● **Given passage**
Each and every week, I, “Airwolf” Henchman21, and “Knight Rider” Empress Eve read a lot of comics. Seriously you guys, a lot of comics. Maybe too many comics. I mean, it is possible”¦ theoretically. Naturally, we look forward to some more than others. I mean, who doesn’t? So, let’s take a look into the depths of our pull lists, grab some comics, and we’ll let YOU know what the top books to look forward to are for the week of July 3, 2013. Single issues and trades, they’re all here.
It’s kind of a slow week for comics, since it seems like everything came out last week, plus it’s a holiday week, but that doesn’t mean there aren’t books to get excited about. And so, we got a few new series and some new issues from series that have been going on for a while. If you don’t have a lot of new issues of your regular series out this week, it may be a good time to check out some titles that you haven’t read before. So, how about we take a look at what we’ve got cooking in this week’s GoD List!

● **Tasks to perform**
1. Translate this sentence from the comics preview into Spanish: "It’s kind of a slow week for comics, since it seems like everything came out last week, plus it’s a holiday week, but that doesn’t mean there aren’t books to get excited about."
2. Pick up the comics preview after its final sentence and write on in the same voice.
You won't need the lines after the comics preview.

● **Data lines**
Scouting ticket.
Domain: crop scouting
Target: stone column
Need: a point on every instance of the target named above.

● **Responses**
1. Es una semana algo floja para los cómics, ya que parece que todo salió la semana pasada, y además es una semana festiva, pero eso no significa que no haya libros que nos entusiasmen.

2.
Emerald City of Oz #1 (Marvel Comics – $3.99) Can you believe this will be the sixth collaboration between Eric Shanower and Skottie Young in their effort to adapt every Oz story originally written by Frank L. Baum? It’s true, and that’s quite the testament to Shanower and Young, as well as to Marvel for remaining committed to the series, and to the readers who keep buying them. Of course, it’s easy to understand why people would want to pick up a series featuring Young’s beautiful artwork that perfectly captures the world of Oz and all its amazing denizens. If you’ve got a kid that you want to get into comics, or if you just love a great story, pick up this issue or any of the other miniseries in the Oz line. This is the cream of the crop when it comes to all-ages books. You can also pick up an issue of Shanower’s other series, Age of Bronze, which hits issue 33 this week courtesy of Image Comics. It’s not quite as all-ages as the Oz books are. In fact, it’s quite the opposite, as it is a realistic retelling of the Trojan War. So you know, don’t get them confused.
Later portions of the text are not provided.